• Metin bölümü
-=-=-=-=-

Afrika’daki sorunların geçmişi sömürgeci Batı’nın Afrika’ya saldırdığı 15. yüzyılın başlarına kadar uzanıyor. Batılı devletler, 150 milyondan fazla Afrikalıyı köleleştirirken, kıtanın yeraltı ve yerüstü kaynakları da büyük ölçüde sömürgeleştirmişlerdi.
AFRİKADAKİ AÇLIĞIN TEMELİNDE BATILI SÖMÜRGECİLER VAR
Yeryüzünün en verimli topraklarına sahip olan Afrikalıların bugün açlıkla imtihan edilmesinin altında Batılıların bitmek tükenmek bilmeyen sömürgeci hırsları yatıyor. Bir tarafta sömürgecilerin kışkırtmaları ve oyunları sonucunda en vahşi silahlara milyarlarca dolar ayıran Afrikalı devletler ve diğer tarafta ise hayatta kalacak kadar yiyecek bulamadığı için çocukların açlıktan öldüğü Afrika. 15. yüzyılda Portekizli denizcilerin kıtaya ayak basmaları ile Batılıların eline düşen Afrika, türlü oyunlarla sömürgecilerinin ellerinde oyuncak oldu. Batılı sömürgeciler ele geçirdikleri bu zengin ülkeyi daha kolay yönetebilmek için daima azınlıkları ve muhalefetleri desteklediler ve insanlık tarihinin en büyük zulümlerini yaparak büyük soykırımlar yaptılar. Birçok Afrika ülkesinin sınırları, sömürgeci devletler tarafından masa başında cetvelle çizildi. Sömürgecilerin bu zengin kıtayı daha rahat bir şekilde sömürmek için tercih ettikleri bu yol bile Afrika’da yıllarca süren iç çatışmalara ve sınır savaşlarına sebep olarak Afrika’daki açlığı ve yoksulluğu artırdı.
AFRİKA NE DURUMDA?
BM Tarım ve Gıda Örgütü tarafından hazırlanan rapora göre, dünyada 852 milyon kişi kronik açlık sorunu ile karşı karşıya bulunuyor. Her yıl altı milyon çocuk açlık nedeniyle hayatını kaybediyor. Dünyanın en fakir kıtası olan Afrika’da ise 40 milyonun üzerinde kişi kronik açlık tehlikesiyle karşı karşıya bulunuyor. Bugün her üç Afrikalıdan biri yetersiz besleniyor. Nüfusun yarısı günde bir dolardan daha az bir gelirle hayatını devam ettiriyor. Kötü beslenme ve açlık Afrika’nın artık kronik problemleri arasında yer alıyor. BM Gıda ve Tarım Örgütü’nün verdiği bilgilere göre her yıl Sahra-altı Afrika’daki nüfusun %50’si açlık problemi ile karşı karşıya kalıyor. Örgüt’ün açıklamasına göre 2001 yılında acil gıda yardımına ihtiyaç duyan 18 Afrika ülkesi mevcut iken bugün bu sayı 23’e çıkmış bulunuyor.

-=-=-=-=-

• Görev listesi
#1 Afrika'daki açlık metnine göre şu soruları yanıtlayın:
(a) Portekizli denizciler kıtaya hangi yüzyılda ayak bastı?
(b) Dünyada kaç milyon kişi kronik açlık sorunu yaşıyor?
(c) 2001 yılında kaç Afrika ülkesi acil gıda yardımına ihtiyaç duyuyordu?
#2 Afrika'daki açlık metnini son cümlesinden sonra sürdürün.
Kayıtlara bakmanız gerekmiyor.

-=-=-=-=-

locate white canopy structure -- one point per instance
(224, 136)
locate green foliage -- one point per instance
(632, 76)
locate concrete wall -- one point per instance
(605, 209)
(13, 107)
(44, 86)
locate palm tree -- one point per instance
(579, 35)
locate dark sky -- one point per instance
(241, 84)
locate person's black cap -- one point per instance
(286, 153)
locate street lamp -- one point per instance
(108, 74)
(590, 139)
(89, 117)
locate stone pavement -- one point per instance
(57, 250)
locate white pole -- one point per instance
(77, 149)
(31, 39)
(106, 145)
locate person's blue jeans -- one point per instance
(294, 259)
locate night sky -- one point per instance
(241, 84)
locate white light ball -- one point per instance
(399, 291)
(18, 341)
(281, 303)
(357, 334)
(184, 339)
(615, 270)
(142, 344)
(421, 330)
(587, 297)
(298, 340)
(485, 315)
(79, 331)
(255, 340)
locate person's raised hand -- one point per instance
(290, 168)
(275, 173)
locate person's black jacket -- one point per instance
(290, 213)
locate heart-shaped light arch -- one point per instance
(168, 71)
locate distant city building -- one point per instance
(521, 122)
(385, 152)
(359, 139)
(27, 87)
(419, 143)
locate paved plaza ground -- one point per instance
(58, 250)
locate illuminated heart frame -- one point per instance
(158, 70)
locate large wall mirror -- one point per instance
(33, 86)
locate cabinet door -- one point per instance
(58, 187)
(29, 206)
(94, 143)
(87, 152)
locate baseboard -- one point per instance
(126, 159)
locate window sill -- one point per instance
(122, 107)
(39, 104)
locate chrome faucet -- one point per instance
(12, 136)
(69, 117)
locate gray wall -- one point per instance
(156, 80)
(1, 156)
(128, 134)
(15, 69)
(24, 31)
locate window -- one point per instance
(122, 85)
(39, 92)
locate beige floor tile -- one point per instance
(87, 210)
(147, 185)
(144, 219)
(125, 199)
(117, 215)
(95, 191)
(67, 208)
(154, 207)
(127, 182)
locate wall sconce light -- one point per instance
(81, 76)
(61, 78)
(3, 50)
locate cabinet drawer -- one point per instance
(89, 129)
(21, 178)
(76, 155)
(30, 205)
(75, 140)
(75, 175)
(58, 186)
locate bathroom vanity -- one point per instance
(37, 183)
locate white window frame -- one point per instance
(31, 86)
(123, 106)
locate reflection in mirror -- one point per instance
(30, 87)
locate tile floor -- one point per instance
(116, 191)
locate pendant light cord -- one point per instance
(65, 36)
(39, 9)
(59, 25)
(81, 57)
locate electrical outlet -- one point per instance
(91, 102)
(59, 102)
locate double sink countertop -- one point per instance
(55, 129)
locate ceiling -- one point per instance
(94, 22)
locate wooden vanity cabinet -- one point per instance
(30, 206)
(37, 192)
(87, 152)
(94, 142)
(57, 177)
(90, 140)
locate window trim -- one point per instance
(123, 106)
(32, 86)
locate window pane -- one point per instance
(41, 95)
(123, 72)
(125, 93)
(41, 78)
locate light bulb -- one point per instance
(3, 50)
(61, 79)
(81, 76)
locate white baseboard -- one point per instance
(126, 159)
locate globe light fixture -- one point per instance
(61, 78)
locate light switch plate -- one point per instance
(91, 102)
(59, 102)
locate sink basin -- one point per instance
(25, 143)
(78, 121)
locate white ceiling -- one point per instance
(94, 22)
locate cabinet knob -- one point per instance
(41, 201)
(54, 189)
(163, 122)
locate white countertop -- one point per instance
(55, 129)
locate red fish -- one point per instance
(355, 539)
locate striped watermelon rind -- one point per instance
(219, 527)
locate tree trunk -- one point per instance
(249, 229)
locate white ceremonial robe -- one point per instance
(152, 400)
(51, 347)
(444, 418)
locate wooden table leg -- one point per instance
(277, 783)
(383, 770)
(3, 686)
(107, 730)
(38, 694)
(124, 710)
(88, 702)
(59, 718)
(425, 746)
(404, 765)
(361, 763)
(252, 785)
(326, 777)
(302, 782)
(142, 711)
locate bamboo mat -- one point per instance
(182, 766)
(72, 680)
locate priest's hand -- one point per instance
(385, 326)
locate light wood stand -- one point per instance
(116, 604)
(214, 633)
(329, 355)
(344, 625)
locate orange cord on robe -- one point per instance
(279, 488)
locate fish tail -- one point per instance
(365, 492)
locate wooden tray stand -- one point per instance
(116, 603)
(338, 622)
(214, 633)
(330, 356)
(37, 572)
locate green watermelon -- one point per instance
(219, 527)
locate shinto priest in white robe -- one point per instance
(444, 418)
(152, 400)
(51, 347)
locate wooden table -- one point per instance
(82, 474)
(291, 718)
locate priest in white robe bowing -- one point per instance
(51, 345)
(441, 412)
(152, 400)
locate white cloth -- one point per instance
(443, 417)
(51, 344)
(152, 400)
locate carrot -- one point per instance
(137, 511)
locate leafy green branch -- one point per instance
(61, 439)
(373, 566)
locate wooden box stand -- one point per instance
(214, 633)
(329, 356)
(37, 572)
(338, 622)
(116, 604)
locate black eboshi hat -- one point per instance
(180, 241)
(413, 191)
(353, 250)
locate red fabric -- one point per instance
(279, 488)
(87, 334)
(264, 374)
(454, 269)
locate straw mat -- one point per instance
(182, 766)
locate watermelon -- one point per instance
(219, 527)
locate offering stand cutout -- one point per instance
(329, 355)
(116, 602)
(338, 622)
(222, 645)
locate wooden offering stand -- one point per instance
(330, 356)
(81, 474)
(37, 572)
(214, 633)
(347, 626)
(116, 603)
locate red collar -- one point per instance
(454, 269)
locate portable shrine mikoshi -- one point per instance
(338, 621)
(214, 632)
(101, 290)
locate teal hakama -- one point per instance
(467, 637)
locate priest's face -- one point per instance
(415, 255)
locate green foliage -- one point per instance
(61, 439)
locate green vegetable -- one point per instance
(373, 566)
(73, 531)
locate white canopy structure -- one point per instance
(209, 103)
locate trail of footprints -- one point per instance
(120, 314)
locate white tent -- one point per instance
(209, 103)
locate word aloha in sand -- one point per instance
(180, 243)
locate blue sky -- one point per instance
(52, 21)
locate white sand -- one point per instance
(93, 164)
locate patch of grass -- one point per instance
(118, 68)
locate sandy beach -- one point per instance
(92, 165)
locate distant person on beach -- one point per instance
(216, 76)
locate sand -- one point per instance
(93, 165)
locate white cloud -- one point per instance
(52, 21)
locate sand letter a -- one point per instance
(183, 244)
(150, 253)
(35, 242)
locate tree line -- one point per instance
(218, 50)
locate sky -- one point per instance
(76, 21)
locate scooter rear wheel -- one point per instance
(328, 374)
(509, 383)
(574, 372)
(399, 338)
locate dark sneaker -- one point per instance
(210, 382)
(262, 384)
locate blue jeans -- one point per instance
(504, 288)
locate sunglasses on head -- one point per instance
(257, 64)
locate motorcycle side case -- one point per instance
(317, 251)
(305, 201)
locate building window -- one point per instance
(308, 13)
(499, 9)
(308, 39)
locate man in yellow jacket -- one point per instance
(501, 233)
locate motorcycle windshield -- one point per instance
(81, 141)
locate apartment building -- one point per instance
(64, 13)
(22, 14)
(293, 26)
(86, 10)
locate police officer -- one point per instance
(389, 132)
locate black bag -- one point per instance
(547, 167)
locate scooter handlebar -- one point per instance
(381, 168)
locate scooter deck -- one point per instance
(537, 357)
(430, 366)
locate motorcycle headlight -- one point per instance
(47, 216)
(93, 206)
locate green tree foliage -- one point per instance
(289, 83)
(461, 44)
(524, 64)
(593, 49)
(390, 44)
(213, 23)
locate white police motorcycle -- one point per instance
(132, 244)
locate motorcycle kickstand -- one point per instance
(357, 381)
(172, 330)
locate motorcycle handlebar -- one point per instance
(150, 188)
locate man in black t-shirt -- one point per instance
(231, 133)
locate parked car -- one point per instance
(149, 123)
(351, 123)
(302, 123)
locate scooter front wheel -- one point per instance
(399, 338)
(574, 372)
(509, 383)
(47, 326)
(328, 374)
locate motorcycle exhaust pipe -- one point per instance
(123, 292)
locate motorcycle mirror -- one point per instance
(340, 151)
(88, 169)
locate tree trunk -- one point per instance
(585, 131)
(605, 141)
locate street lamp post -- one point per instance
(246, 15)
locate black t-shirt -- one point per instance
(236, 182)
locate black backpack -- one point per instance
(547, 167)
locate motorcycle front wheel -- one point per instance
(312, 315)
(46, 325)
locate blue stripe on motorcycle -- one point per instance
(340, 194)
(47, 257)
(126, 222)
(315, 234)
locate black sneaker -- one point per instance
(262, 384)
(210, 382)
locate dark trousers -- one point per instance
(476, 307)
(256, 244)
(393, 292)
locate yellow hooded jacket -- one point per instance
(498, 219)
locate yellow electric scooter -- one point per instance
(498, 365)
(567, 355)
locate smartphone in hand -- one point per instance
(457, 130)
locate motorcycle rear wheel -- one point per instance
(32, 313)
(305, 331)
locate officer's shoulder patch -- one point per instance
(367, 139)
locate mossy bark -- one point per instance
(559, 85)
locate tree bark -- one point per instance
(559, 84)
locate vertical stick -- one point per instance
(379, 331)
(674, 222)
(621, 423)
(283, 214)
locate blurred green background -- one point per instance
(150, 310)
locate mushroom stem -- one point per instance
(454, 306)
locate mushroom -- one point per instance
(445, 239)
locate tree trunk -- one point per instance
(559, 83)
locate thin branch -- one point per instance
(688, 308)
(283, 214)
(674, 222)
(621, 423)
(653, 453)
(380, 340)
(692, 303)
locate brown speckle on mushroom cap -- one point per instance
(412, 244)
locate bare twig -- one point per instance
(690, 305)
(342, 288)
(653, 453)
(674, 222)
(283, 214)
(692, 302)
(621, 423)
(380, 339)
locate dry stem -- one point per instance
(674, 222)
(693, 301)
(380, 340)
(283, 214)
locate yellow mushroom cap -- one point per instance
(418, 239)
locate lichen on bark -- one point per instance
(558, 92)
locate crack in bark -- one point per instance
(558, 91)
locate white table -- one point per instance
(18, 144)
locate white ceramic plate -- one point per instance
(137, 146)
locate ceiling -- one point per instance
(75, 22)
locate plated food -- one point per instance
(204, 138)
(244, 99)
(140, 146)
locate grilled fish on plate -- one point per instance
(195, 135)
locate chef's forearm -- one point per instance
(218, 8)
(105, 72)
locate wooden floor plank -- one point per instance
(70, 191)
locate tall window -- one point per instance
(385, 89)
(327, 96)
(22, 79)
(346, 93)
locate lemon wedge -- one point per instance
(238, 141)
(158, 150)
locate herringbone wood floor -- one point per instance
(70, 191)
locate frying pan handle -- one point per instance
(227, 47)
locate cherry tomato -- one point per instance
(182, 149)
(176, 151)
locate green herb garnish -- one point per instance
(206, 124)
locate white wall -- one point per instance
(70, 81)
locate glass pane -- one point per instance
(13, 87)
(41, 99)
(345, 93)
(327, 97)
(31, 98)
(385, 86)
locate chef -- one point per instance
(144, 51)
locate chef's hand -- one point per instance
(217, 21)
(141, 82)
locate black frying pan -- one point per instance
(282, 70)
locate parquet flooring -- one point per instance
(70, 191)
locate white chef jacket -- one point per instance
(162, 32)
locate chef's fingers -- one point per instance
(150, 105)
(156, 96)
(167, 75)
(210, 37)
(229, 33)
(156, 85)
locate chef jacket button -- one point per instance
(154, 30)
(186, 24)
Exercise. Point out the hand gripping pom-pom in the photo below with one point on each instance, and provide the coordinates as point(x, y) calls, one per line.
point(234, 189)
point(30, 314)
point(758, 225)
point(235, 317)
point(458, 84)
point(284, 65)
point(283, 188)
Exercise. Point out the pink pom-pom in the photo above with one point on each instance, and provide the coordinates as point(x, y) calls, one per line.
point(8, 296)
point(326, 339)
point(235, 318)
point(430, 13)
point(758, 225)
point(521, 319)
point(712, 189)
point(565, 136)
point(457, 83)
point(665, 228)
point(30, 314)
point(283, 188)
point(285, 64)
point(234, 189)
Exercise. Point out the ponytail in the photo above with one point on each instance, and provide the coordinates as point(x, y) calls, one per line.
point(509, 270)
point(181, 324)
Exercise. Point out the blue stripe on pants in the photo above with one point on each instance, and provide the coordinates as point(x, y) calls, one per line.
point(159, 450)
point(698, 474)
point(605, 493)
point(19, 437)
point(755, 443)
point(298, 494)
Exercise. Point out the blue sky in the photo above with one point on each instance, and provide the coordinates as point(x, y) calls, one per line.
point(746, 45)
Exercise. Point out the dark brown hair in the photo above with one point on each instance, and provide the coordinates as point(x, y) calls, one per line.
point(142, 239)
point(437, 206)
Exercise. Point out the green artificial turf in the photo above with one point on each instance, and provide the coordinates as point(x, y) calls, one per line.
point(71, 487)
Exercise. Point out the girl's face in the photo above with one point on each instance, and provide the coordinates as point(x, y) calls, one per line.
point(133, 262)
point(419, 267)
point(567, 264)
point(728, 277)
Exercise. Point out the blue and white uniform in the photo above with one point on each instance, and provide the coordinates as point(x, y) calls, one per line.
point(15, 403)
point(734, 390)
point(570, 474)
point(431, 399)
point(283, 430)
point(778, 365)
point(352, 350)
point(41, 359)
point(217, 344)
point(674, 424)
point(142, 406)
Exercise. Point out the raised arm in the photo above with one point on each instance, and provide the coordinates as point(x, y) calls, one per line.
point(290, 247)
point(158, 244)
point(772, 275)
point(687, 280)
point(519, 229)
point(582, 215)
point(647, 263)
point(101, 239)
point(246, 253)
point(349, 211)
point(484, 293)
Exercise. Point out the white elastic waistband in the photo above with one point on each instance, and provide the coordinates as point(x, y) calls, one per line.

-=-=-=-=-

• Sıralı yanıtlar
#1
(a) 15. yüzyılda.
(b) 852 milyon kişi.
(c) 18 ülke.

#2
SÖMÜRGECİLER AFRİKA TARIMINI BİTİRDİLER
Son dönemlerde Genetiği Değiştirilmiş Gıdalar (GDO) ile gündemimize yeniden giren tarım, Afrika için ise çok daha büyük bir problem. Çünkü sömürgeciler tarafından uygulanan tarım politikaları halkın hem arazilerini kaybetmesine, hem de verimli toprakların yok olmasına neden oldu. Bu problemin uzantısı olan yeni sorunlar Afrika kıtasını sefalete sürükledi. Batılıların son olarak Sudan’da görüldüğü gibi özellikle kışkırttığı kabileler arası mücadeleler, iç savaşlar ve silahlı çatışmalara kötü yönetimler de eklenince Afrika, açlık problemi ile tek başına baş edemez duruma geldi. Afrika’daki iç savaşlar, çatışmalar, mültecilik, iç göç kargaşaları, kuraklık, sel, kasırga gibi doğal afetler ya da gıda ithal etmek için yeterli fonun bulunamaması açlığın temel nedenlerini oluşturuyor.
MİSYONERLER, AFRİKA’DAKİ AÇLIĞI SİLAH OLARAK KULLANIYORLAR
Diğer taraftan Batı emperyalizminin mızrak ucu olan Misyonerlik çalışmaları da Afrika’nın bugün aç kalmasının nedenlerinden biri olarak görülüyor. Her yıl milyarlarca dolar parayı Afrika’yı Hıristiyanlaştırmak için harcayan Batılılar İslam ile tanışmayan ve yerel dinlere sahip olan Afrikalılar arasında tahrif edilmiş dinlerini hızla yaydılar. Göz alıcı maddi imkânlardan faydalanmak isteyen Afrikalılar ise bu ahlaksız saldırıya karşı duramadılar.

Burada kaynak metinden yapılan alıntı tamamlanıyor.